● WRITTEN INSTRUCTION
Could you reproduce, word for word, the stretch of the records from the line containing "tree, your assistance would be valued." through their final line?
[MATERIAL PROVIDED start]
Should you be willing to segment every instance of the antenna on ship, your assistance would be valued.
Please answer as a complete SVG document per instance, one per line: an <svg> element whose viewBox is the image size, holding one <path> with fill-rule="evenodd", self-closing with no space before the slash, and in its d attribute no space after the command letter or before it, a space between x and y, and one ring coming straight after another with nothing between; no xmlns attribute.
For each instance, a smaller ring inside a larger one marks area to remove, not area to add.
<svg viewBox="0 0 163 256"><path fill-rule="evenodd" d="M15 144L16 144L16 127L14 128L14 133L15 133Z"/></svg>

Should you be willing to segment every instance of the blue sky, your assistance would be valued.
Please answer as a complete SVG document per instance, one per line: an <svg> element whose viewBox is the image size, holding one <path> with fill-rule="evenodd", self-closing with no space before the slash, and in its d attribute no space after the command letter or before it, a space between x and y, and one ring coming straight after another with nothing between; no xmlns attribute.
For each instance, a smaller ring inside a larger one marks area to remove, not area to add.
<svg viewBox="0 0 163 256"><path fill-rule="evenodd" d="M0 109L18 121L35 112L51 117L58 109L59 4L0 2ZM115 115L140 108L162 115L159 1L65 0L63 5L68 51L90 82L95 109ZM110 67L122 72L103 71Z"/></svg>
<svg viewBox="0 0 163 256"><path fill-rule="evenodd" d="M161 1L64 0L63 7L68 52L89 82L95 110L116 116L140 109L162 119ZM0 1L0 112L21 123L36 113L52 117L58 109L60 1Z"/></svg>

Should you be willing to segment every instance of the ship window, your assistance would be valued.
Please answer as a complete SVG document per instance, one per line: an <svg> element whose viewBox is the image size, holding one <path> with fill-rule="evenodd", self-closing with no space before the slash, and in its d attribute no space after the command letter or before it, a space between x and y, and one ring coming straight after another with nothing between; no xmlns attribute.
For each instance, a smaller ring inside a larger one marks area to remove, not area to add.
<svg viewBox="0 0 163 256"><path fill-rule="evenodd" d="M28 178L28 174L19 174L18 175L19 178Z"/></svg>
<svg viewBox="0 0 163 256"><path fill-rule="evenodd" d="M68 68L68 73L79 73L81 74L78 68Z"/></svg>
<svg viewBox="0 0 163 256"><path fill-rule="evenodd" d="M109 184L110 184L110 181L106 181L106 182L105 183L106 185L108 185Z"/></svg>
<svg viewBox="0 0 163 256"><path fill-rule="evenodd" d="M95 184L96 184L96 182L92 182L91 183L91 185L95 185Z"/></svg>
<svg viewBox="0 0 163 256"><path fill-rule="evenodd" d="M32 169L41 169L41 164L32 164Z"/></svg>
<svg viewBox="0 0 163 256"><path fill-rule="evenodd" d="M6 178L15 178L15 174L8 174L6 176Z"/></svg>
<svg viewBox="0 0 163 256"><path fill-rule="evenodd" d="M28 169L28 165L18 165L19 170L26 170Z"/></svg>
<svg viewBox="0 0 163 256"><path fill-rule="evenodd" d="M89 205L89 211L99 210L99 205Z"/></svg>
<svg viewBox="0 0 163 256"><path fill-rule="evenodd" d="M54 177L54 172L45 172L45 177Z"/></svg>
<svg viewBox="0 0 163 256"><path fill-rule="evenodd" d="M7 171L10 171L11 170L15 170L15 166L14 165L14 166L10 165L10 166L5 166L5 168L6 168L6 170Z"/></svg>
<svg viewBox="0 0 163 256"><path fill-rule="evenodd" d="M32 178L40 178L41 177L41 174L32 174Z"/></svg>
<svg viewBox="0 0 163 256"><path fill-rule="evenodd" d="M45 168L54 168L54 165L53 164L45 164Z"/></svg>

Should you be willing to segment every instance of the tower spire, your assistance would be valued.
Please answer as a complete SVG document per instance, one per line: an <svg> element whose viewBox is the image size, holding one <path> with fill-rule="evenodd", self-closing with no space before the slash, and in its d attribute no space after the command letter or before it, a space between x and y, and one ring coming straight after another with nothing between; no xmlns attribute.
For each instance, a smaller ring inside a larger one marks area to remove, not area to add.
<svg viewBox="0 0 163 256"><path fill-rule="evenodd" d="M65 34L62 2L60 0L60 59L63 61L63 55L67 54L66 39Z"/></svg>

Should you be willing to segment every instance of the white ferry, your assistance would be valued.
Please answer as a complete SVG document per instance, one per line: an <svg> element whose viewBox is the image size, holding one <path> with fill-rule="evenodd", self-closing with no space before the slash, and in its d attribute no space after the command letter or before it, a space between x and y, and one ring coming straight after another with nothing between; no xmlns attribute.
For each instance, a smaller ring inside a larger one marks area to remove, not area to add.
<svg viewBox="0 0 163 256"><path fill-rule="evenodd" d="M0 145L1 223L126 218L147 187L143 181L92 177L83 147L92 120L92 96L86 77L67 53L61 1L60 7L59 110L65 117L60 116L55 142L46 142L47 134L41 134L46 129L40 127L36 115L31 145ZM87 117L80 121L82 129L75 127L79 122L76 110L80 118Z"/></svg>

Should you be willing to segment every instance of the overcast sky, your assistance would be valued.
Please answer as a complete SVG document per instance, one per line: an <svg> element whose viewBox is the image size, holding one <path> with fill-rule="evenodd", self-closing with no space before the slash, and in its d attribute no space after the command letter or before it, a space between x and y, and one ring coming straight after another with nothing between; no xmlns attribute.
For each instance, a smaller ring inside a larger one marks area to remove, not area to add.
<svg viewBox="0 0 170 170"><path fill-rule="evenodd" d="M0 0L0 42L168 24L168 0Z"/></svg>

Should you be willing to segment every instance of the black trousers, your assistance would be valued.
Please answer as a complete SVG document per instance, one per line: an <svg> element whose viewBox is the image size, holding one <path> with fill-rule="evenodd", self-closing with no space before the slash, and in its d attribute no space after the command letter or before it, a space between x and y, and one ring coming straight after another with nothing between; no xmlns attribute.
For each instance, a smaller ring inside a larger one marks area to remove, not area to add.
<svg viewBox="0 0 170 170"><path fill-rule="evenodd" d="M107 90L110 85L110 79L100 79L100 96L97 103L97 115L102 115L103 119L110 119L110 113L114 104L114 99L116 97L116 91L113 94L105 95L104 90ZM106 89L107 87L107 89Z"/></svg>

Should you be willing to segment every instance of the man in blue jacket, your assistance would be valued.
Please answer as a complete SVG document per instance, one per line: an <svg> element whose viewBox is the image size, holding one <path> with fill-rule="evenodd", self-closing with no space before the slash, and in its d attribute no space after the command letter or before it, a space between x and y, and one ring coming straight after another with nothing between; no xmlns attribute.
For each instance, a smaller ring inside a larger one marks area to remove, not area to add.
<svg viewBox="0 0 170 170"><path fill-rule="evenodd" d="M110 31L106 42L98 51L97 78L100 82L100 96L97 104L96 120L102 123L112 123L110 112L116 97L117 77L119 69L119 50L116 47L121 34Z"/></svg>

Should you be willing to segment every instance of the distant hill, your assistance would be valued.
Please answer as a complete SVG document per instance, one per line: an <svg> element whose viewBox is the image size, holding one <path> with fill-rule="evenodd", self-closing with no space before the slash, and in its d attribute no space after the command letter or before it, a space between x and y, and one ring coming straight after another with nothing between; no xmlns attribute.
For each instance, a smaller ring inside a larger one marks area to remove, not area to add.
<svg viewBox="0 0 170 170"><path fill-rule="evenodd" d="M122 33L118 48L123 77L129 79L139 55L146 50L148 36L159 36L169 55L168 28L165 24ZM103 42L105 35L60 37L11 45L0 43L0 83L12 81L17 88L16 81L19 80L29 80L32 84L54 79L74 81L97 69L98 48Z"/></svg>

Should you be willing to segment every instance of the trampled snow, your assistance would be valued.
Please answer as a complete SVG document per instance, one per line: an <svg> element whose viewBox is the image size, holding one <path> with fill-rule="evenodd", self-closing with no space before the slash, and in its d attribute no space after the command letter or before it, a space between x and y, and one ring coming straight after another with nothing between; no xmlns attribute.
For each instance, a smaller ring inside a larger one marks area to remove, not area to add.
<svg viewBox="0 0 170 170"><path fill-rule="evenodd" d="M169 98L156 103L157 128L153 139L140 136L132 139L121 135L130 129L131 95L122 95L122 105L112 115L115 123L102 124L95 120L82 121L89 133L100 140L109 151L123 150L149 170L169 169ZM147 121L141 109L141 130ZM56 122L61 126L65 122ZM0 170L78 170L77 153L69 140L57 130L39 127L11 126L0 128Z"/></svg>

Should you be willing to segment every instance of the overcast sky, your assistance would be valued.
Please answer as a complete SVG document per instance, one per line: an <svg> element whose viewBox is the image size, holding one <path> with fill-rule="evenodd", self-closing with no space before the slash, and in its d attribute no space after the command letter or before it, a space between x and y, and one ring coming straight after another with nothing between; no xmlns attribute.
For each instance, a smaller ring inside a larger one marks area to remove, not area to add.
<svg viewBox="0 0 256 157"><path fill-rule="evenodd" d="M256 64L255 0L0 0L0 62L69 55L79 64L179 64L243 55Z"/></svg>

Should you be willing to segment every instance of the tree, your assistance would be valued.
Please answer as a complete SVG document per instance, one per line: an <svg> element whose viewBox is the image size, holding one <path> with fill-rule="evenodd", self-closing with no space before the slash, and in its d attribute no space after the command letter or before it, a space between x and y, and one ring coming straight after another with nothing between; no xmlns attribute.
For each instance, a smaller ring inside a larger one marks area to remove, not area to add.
[MATERIAL PROVIDED end]
● WRITTEN ANSWER
Should you be willing to segment every instance of the tree, your assistance would be valued.
Please answer as a complete SVG document per instance, one per line: an <svg> element whose viewBox is the image size, holding one <path> with fill-rule="evenodd", self-closing with no space before the slash, and in its d attribute no space after the command letter or before it, a space between x and y, and one ring coming straight after another with nothing between; no xmlns attribute.
For each instance, a smaller ring inside a larger one marks area to remove, not area to add.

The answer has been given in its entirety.